**Your goal**
Print every line below. Match each one exactly.

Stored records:
>>>

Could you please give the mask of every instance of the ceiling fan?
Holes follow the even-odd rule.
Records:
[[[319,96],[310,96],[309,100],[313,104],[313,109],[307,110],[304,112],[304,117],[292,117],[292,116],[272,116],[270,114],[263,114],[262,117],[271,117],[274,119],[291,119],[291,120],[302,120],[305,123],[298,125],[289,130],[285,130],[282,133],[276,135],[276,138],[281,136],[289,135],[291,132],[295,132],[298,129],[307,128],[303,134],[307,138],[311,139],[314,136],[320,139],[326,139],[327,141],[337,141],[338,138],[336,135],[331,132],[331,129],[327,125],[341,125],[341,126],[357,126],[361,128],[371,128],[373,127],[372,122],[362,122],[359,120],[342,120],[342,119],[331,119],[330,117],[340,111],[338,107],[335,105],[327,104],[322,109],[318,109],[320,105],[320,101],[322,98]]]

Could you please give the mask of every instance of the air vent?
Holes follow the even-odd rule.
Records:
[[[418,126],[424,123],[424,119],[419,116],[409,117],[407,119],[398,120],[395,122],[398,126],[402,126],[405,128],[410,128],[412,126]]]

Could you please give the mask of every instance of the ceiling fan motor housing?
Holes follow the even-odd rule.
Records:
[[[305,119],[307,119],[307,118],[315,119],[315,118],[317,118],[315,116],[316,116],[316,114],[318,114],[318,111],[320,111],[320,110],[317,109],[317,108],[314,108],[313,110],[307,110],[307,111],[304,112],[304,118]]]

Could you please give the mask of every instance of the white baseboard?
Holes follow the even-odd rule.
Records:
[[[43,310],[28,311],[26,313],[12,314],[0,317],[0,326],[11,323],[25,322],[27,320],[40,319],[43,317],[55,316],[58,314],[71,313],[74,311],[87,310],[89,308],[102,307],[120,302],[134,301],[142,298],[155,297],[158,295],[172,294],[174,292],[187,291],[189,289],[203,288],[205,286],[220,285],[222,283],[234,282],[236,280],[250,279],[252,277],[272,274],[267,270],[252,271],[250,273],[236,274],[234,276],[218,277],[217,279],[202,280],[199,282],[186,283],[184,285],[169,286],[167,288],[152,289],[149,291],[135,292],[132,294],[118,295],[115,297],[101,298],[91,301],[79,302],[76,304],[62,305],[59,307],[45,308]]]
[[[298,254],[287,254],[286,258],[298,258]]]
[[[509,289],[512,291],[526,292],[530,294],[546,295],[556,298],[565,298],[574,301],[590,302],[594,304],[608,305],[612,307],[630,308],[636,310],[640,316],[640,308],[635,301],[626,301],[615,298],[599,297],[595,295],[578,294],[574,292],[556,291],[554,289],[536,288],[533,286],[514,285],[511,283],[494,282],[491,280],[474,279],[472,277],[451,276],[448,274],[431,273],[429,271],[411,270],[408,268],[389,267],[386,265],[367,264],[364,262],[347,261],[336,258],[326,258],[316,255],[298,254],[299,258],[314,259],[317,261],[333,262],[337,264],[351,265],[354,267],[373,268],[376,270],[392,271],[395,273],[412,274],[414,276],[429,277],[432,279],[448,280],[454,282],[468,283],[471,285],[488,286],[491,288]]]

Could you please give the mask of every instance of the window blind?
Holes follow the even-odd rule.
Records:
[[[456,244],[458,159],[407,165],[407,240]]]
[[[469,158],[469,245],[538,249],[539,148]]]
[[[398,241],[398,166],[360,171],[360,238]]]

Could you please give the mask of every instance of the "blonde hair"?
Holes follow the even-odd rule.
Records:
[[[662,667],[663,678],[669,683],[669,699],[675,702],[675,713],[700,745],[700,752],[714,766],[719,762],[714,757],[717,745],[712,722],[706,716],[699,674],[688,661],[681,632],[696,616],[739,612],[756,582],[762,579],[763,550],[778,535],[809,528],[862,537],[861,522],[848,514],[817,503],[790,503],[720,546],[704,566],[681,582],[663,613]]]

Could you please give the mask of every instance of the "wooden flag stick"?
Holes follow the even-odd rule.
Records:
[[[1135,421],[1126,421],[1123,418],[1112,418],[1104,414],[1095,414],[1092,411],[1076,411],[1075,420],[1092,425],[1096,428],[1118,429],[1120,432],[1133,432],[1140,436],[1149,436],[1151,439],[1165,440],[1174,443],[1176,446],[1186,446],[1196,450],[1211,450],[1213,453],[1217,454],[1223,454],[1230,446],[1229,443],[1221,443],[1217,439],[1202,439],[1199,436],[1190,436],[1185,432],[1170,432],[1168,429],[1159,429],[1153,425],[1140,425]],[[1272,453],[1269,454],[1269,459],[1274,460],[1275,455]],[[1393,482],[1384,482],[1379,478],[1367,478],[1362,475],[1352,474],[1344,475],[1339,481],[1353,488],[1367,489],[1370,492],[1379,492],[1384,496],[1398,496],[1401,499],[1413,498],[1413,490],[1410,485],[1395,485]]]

<<<

**Task result**
Could you please give the mask of every instance of the ceiling fan?
Holes follow the even-odd rule.
Records:
[[[319,96],[310,96],[309,100],[313,104],[313,109],[307,110],[304,112],[304,117],[292,117],[292,116],[272,116],[270,114],[263,114],[262,117],[271,117],[274,119],[291,119],[291,120],[302,120],[305,123],[298,125],[289,130],[285,130],[282,133],[276,135],[276,138],[281,136],[289,135],[291,132],[295,132],[298,129],[307,128],[303,134],[307,138],[311,139],[314,136],[320,139],[326,139],[327,141],[337,141],[338,138],[336,135],[331,132],[331,129],[327,125],[341,125],[341,126],[357,126],[361,128],[371,128],[373,127],[372,122],[362,122],[359,120],[342,120],[342,119],[331,119],[330,117],[340,111],[338,107],[335,105],[327,104],[322,109],[318,109],[320,105],[320,101],[322,98]]]

Could you please give the mask of every instance of the air vent?
Holes follow the even-odd rule.
Records:
[[[418,126],[424,123],[424,119],[419,116],[409,117],[407,119],[398,120],[395,122],[398,126],[402,126],[405,128],[410,128],[412,126]]]

Could you please give the mask of every instance of the ceiling fan motor housing?
Holes follow the even-odd rule.
Records:
[[[305,119],[307,119],[307,118],[315,119],[315,118],[317,118],[315,116],[316,116],[316,114],[318,114],[318,111],[320,111],[320,110],[317,109],[317,108],[314,108],[313,110],[307,110],[307,111],[304,112],[304,118]]]

Could you please give the mask of every instance of the white baseboard?
Holes follow the even-odd rule.
Records:
[[[43,310],[28,311],[26,313],[12,314],[0,317],[0,326],[11,323],[25,322],[27,320],[40,319],[43,317],[55,316],[58,314],[71,313],[74,311],[87,310],[89,308],[102,307],[120,302],[134,301],[142,298],[155,297],[158,295],[172,294],[174,292],[187,291],[189,289],[203,288],[205,286],[220,285],[222,283],[234,282],[236,280],[250,279],[252,277],[272,274],[267,270],[252,271],[250,273],[236,274],[234,276],[218,277],[217,279],[202,280],[199,282],[186,283],[184,285],[169,286],[167,288],[152,289],[149,291],[135,292],[132,294],[118,295],[115,297],[101,298],[91,301],[79,302],[76,304],[62,305],[59,307],[45,308]]]
[[[298,254],[287,254],[286,258],[298,258]]]
[[[509,289],[512,291],[526,292],[530,294],[546,295],[556,298],[565,298],[574,301],[590,302],[594,304],[608,305],[612,307],[630,308],[636,310],[640,316],[640,308],[635,301],[626,301],[615,298],[599,297],[595,295],[578,294],[574,292],[556,291],[554,289],[536,288],[533,286],[514,285],[511,283],[494,282],[491,280],[474,279],[472,277],[451,276],[448,274],[431,273],[429,271],[411,270],[408,268],[389,267],[386,265],[367,264],[364,262],[347,261],[336,258],[326,258],[316,255],[298,254],[299,258],[314,259],[317,261],[333,262],[337,264],[351,265],[354,267],[373,268],[376,270],[392,271],[395,273],[412,274],[414,276],[429,277],[432,279],[448,280],[454,282],[468,283],[471,285],[488,286],[491,288]]]

Could you please give the mask of every instance of the window blind?
Holes follow the even-odd rule.
Records:
[[[456,244],[458,159],[407,165],[407,240]]]
[[[469,158],[469,245],[538,249],[539,148]]]
[[[398,241],[398,166],[360,171],[360,238]]]

Could you please give the mask of every instance of the "blonde hair"?
Holes follow the even-odd rule.
Records:
[[[662,667],[663,678],[669,683],[669,699],[675,702],[675,713],[700,745],[700,752],[714,766],[719,762],[714,757],[717,745],[712,722],[706,716],[699,674],[688,661],[681,632],[696,616],[739,612],[756,582],[762,579],[763,550],[778,535],[809,528],[862,537],[861,522],[848,514],[817,503],[790,503],[720,546],[704,566],[681,582],[663,613]]]

Could you please give the mask of every instance of the "wooden flag stick"?
Holes follow the even-odd rule.
Records:
[[[1135,421],[1126,421],[1123,418],[1112,418],[1104,414],[1095,414],[1092,411],[1076,411],[1075,420],[1092,425],[1096,428],[1118,429],[1120,432],[1133,432],[1140,436],[1149,436],[1151,439],[1165,440],[1174,443],[1176,446],[1186,446],[1196,450],[1211,450],[1213,453],[1217,454],[1223,454],[1230,446],[1229,443],[1221,443],[1217,439],[1202,439],[1199,436],[1190,436],[1185,432],[1170,432],[1168,429],[1159,429],[1153,425],[1140,425]],[[1272,453],[1269,454],[1269,459],[1274,460],[1275,455]],[[1393,482],[1384,482],[1379,478],[1367,478],[1362,475],[1352,474],[1344,475],[1339,481],[1353,488],[1367,489],[1370,492],[1379,492],[1384,496],[1398,496],[1401,499],[1413,498],[1413,490],[1410,485],[1395,485]]]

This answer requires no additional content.